#### ASSIGNED TASK:
Whichever lines of the entries hold the word "shaped" should be identified and copied.

Dataset excerpts:
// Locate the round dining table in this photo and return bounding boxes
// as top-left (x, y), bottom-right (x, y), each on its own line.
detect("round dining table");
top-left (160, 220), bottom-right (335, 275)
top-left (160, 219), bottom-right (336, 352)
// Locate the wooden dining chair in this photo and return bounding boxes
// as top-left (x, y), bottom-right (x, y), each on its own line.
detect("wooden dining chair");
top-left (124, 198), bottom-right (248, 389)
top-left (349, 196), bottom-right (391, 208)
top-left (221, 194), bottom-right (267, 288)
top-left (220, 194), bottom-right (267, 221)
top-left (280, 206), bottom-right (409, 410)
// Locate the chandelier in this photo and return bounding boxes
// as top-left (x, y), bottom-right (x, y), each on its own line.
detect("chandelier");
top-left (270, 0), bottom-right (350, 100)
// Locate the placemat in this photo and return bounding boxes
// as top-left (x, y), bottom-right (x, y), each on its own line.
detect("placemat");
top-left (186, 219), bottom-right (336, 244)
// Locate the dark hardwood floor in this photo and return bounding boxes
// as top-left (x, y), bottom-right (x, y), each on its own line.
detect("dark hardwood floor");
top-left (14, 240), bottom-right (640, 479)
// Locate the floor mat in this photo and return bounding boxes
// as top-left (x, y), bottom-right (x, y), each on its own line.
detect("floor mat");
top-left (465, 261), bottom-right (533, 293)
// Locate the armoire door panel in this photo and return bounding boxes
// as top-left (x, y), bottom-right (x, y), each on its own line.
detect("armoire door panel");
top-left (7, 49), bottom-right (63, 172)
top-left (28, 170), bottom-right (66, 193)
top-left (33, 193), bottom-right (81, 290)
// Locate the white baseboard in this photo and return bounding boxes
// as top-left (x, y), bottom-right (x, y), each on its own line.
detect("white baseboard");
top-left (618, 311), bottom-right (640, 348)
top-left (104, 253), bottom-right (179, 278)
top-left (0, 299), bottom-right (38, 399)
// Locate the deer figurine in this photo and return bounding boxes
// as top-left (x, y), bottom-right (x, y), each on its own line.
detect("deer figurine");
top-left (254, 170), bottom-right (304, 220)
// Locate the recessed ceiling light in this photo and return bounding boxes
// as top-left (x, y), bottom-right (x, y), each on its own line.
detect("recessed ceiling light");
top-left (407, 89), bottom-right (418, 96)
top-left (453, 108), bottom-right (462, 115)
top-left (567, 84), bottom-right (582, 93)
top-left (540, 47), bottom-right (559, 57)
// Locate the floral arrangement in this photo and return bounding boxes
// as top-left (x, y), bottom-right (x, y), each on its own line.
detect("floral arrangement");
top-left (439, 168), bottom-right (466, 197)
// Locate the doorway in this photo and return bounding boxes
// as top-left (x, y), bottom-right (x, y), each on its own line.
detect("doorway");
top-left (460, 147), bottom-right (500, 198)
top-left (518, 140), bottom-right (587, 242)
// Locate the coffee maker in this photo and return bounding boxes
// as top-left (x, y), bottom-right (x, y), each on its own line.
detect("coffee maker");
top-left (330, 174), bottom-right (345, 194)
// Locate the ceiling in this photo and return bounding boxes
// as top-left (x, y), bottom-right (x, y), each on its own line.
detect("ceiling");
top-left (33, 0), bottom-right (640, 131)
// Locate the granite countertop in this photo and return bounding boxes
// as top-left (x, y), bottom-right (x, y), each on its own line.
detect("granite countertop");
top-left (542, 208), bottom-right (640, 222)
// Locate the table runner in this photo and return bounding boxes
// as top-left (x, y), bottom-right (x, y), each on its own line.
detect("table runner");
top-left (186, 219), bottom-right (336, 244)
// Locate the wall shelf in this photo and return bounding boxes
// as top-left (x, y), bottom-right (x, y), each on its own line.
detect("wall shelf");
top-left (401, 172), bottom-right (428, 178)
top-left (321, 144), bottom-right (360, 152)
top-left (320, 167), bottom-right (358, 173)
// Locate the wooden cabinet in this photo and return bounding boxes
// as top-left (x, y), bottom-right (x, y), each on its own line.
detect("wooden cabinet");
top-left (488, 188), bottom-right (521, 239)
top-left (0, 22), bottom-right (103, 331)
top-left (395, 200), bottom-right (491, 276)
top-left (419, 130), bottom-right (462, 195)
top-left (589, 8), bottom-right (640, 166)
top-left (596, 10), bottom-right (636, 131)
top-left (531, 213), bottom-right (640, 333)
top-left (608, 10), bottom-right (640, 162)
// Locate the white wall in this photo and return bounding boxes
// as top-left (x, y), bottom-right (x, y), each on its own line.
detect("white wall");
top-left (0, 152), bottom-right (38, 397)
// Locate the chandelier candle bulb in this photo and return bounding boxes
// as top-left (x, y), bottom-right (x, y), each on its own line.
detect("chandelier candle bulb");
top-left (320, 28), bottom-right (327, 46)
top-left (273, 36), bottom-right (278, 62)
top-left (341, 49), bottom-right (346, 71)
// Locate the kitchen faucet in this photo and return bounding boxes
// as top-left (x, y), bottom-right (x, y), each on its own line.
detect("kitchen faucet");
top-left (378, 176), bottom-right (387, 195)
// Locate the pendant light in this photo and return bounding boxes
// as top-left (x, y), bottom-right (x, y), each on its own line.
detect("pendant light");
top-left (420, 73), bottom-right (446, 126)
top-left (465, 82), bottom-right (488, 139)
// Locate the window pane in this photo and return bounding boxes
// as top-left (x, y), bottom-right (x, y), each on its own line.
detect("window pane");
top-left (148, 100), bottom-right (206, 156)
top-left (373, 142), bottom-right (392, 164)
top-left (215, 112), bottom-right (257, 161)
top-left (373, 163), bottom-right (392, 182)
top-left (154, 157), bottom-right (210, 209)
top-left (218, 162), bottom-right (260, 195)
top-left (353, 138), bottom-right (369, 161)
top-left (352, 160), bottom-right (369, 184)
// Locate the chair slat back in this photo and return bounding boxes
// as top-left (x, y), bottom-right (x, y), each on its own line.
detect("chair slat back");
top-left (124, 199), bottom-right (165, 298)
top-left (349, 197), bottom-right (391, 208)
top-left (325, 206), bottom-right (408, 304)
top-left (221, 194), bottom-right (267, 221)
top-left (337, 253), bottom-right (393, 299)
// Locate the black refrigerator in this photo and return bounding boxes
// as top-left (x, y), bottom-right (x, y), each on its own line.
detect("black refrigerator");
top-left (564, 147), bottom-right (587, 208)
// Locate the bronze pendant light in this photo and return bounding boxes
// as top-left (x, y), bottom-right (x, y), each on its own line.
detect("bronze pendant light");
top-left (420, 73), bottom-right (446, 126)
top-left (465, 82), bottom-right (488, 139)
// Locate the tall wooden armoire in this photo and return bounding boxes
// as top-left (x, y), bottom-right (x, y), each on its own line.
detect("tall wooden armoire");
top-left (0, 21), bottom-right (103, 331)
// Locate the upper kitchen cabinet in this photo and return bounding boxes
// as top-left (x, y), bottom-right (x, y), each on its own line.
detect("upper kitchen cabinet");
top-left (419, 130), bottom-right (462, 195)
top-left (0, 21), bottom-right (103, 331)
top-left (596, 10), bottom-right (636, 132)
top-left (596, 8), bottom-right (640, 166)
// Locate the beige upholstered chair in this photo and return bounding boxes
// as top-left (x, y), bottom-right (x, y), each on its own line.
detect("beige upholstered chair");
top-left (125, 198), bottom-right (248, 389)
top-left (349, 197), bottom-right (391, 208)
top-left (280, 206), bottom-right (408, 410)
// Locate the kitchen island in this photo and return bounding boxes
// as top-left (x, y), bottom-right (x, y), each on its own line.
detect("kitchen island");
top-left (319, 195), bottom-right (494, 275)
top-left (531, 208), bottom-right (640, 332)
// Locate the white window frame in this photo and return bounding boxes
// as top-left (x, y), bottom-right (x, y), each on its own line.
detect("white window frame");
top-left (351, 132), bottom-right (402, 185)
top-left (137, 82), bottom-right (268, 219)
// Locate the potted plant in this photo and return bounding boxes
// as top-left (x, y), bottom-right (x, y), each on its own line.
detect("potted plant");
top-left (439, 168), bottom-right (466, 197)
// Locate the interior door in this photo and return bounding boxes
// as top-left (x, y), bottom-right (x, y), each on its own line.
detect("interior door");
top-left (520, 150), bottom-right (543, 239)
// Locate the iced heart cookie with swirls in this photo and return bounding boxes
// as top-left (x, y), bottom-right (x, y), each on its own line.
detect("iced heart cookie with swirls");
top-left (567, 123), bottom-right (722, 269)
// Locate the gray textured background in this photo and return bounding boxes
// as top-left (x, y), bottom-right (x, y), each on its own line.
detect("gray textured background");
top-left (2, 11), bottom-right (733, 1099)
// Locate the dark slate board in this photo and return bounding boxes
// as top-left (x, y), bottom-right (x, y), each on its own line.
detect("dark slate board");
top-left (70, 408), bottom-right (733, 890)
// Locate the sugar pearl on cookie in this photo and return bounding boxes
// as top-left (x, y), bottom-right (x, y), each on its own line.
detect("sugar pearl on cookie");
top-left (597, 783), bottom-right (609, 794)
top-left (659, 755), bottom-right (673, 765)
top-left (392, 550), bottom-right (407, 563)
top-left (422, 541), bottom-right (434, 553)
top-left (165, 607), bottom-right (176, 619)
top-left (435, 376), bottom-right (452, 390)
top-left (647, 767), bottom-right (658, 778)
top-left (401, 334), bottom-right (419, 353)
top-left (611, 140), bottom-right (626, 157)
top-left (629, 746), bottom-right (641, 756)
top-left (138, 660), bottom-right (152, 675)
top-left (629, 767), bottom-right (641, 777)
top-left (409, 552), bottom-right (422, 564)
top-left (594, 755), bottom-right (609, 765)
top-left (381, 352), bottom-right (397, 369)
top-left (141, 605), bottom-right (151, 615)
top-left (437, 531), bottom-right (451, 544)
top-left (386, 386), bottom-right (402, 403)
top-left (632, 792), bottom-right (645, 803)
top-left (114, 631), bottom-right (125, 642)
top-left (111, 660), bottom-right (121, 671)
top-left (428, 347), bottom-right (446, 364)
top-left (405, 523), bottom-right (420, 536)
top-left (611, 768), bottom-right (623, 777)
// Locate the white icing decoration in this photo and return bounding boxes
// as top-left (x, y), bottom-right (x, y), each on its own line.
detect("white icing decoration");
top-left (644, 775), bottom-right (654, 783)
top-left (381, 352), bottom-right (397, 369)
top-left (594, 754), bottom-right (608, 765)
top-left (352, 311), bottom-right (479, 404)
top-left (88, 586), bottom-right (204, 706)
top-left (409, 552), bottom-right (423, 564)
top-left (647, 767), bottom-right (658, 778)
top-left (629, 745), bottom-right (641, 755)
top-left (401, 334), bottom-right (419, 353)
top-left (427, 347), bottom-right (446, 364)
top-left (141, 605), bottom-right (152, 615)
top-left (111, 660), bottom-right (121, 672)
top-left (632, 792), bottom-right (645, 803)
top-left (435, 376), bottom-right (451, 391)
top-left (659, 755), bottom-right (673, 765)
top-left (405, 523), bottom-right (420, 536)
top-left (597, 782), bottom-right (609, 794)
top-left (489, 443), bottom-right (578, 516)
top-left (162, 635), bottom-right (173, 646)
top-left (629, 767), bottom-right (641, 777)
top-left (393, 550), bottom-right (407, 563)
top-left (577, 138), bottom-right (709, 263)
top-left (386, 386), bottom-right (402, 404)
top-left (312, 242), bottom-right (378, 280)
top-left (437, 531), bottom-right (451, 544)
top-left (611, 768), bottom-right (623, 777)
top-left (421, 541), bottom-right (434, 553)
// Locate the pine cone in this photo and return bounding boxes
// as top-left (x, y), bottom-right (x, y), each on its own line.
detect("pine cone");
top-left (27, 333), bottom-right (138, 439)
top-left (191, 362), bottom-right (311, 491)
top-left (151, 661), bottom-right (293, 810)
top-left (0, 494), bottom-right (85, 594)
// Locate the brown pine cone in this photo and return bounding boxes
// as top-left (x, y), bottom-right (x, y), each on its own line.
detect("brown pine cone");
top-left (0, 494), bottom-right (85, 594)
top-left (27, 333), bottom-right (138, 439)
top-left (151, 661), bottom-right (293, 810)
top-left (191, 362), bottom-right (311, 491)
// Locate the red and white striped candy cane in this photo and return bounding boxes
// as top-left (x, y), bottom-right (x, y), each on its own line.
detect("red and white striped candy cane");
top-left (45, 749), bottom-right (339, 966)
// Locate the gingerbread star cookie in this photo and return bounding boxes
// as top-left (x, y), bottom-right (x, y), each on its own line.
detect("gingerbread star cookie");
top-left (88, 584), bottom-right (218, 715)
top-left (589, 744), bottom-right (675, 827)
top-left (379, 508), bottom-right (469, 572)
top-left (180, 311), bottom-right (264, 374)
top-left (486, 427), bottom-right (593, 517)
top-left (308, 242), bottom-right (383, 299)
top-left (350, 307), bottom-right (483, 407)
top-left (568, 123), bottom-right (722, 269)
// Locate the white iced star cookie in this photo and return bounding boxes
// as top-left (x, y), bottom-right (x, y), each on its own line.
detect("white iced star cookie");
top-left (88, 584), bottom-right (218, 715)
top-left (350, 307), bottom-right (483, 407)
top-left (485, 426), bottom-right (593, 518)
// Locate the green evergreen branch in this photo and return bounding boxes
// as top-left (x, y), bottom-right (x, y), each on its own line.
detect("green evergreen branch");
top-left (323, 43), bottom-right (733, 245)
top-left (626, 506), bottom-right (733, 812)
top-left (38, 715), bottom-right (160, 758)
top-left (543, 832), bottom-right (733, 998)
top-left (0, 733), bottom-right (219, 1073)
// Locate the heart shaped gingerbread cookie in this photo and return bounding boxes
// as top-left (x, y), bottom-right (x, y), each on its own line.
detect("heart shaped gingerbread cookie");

#### YOUR SOLUTION:
// Locate the heart shaped gingerbread cookie in this photo and return bounding boxes
detect("heart shaped gingerbread cookie");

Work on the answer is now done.